### DOCUMENT TEXT
The Pandemic Treaty: shameful and unjust


The Intergovernmental Negotiating Body (INB), which is tasked under WHO with drawing up an international instrument on pandemic prevention, preparedness, and response, will sit for the 9th and final time from March 18–29. In the 2 years since it first met, hundreds of hours and unknown costs have been spent, but the political impetus has died. The convention is now at a critical juncture: the final text for countries to ratify is due to be presented at the World Health Assembly in May. With only limited days of negotiation left and a long way to go to secure a meaningful agreement, it is now or never for a treaty that can make the world a safer place.

It is hard to remember sometimes, among the highly diplomatic and technical negotiations, but that is what this treaty is trying to do: to protect all people, in all countries, no matter how rich or poor, from harm. As The Lancet went to press, a new publicly available draft text was awaited, but judging from the most recently available version, from October, 2023, the treaty will fail in this aim. Much of the language is greatly weakened from the initial ambition, filled with platitudes, caveats, and the term “where appropriate”. A key recommendation from the Independent Panel for Pandemic Preparedness and Response, met with widespread support, was the need for a treaty that would “address gaps in international response, clarify responsibilities between States and international organisations, and establish and reinforce legal obligations and norms”. At the heart of this recommendation was the need to ensure that high-income countries and private companies behave fairly, that they do not stockpile millions of excess doses of vaccine or refuse to share life-saving knowledge and products, and that there are mechanisms to ensure that countries work together rather than against each other. These issues still represent the broad sticking points in current negotiations: access and benefit sharing (who gets what, how much, and when) and governance and accountability (to what degree are countries made to do something).

### WORK TO COMPLETE
- a) Summarize the pandemic treaty text in two sentences.
- b) Answer these questions using the pandemic treaty text:
(i) On what dates will the Intergovernmental Negotiating Body sit for the final time?
(ii) From what month and year is the most recently available draft text?
(iii) Besides platitudes and caveats, what term is the draft language filled with?

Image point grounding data
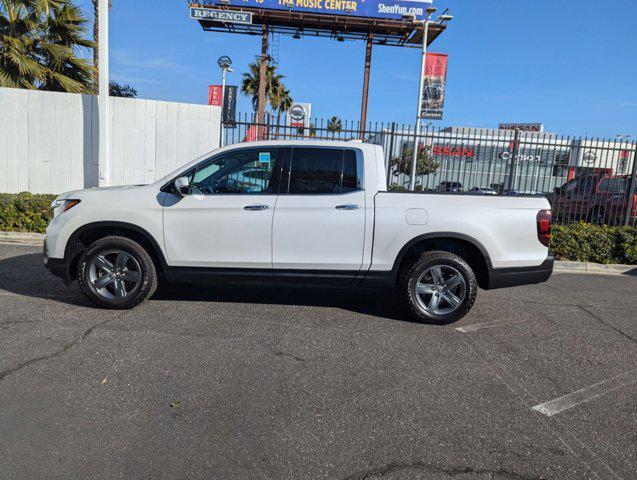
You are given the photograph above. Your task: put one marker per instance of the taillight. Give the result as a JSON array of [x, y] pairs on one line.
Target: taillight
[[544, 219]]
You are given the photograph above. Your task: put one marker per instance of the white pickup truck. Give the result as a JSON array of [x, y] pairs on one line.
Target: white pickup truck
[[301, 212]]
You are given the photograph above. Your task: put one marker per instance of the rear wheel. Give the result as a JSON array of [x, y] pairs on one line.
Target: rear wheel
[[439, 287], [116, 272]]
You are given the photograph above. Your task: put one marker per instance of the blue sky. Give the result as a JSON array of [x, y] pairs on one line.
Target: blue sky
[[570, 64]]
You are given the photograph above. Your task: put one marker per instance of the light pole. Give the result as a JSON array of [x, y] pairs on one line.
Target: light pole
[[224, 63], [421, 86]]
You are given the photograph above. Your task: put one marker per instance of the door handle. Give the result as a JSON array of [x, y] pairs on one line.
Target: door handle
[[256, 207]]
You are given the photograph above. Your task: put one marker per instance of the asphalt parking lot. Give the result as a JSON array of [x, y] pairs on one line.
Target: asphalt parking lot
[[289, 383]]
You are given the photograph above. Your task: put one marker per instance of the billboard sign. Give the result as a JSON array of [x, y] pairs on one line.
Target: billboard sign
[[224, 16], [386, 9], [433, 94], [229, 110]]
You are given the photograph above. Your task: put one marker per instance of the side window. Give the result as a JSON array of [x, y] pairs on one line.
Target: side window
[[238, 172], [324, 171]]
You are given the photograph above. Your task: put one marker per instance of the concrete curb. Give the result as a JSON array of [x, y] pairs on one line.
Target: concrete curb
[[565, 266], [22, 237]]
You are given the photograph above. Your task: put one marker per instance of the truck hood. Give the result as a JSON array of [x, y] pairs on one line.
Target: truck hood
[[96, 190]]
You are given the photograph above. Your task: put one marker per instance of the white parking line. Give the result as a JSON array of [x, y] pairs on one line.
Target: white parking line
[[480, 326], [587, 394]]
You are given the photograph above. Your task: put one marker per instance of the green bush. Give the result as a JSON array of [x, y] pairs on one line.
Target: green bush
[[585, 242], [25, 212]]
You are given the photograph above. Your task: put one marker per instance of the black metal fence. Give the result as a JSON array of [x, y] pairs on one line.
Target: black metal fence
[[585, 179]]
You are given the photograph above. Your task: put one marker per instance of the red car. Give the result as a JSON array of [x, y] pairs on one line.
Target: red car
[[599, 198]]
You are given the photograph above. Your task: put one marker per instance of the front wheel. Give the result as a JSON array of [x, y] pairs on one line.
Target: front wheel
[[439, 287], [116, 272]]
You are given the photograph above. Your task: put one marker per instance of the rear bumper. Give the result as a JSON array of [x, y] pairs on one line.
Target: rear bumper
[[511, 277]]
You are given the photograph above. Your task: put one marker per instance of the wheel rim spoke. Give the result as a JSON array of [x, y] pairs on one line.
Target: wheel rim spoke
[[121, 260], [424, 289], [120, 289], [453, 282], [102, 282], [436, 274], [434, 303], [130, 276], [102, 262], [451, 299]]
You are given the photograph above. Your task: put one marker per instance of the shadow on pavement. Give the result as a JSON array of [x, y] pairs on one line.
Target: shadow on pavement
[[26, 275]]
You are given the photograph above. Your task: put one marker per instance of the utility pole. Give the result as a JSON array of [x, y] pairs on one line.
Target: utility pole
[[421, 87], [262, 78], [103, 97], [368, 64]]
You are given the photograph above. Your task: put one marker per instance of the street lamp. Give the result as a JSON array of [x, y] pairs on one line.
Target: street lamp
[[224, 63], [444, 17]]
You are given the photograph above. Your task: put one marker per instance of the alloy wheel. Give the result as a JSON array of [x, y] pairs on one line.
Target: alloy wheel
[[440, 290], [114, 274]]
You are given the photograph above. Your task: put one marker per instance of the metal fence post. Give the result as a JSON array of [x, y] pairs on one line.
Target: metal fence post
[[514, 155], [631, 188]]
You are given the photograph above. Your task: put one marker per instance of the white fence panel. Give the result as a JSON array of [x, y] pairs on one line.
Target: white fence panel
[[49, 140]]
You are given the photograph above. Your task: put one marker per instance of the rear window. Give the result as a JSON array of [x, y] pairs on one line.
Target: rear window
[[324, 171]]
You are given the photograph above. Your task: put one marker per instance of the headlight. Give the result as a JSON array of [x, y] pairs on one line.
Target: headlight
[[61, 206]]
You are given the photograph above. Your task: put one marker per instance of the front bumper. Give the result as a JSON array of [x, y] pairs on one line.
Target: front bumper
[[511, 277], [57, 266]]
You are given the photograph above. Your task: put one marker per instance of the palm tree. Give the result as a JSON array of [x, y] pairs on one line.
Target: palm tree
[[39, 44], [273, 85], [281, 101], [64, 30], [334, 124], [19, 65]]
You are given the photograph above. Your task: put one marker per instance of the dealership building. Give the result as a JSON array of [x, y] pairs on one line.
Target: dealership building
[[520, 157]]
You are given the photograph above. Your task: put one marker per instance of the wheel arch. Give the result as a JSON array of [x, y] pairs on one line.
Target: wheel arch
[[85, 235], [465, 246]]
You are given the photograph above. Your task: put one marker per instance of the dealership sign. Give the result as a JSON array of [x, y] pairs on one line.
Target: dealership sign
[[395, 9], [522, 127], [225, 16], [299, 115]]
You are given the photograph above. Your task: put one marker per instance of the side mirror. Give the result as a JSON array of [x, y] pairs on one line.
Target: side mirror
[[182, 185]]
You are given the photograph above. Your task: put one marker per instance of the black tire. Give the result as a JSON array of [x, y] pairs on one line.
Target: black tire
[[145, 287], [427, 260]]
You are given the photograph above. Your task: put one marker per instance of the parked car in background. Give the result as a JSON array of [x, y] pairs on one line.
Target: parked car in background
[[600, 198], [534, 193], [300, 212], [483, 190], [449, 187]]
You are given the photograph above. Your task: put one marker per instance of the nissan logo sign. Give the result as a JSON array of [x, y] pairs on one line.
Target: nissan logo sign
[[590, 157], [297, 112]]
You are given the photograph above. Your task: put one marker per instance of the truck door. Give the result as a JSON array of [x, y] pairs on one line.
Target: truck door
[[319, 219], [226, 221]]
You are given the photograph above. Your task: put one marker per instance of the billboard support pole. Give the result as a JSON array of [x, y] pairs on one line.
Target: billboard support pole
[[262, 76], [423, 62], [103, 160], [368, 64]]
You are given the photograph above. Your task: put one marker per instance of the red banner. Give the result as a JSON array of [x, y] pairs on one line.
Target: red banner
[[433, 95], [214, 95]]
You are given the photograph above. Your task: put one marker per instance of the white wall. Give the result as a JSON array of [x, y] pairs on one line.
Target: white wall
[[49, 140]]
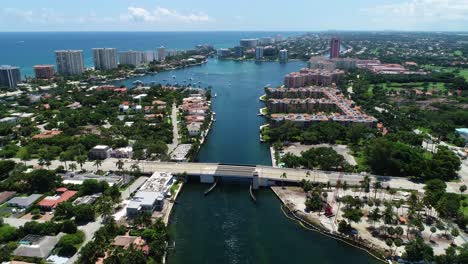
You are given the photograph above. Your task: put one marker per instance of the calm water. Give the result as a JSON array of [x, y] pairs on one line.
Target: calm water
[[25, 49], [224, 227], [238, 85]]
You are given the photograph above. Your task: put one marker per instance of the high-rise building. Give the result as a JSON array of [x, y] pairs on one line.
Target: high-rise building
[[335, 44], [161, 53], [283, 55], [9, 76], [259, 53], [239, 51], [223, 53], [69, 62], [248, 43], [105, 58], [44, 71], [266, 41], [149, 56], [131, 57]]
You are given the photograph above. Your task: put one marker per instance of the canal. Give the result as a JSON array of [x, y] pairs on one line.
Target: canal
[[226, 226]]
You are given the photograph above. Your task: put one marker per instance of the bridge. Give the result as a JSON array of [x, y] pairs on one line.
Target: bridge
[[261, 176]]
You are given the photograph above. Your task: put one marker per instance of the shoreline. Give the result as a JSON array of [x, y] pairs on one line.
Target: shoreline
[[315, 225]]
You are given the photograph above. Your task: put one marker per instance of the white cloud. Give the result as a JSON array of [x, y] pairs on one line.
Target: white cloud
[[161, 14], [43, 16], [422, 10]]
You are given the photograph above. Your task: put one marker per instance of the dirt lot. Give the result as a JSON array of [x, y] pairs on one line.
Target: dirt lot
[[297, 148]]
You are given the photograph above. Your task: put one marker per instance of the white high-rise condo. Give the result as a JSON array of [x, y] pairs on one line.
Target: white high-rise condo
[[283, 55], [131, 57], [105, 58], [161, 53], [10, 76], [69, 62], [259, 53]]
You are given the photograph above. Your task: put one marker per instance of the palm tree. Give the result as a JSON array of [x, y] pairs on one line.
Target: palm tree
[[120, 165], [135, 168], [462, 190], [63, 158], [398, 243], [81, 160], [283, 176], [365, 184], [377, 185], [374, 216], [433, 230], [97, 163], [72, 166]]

### ANSWERS TO THE PROBLEMS
- a) The WHO body drafting an international instrument on pandemic prevention, preparedness, and response meets for its ninth and final session from March 18–29, with the final text due at the World Health Assembly in May, but the political impetus has died. Judging from the October 2023 draft, the treaty will fail to protect all people from harm, because its language is greatly weakened and negotiations remain stuck on access and benefit sharing and on governance and accountability.

- b)
(i) March 18–29
(ii) October 2023
(iii) "where appropriate"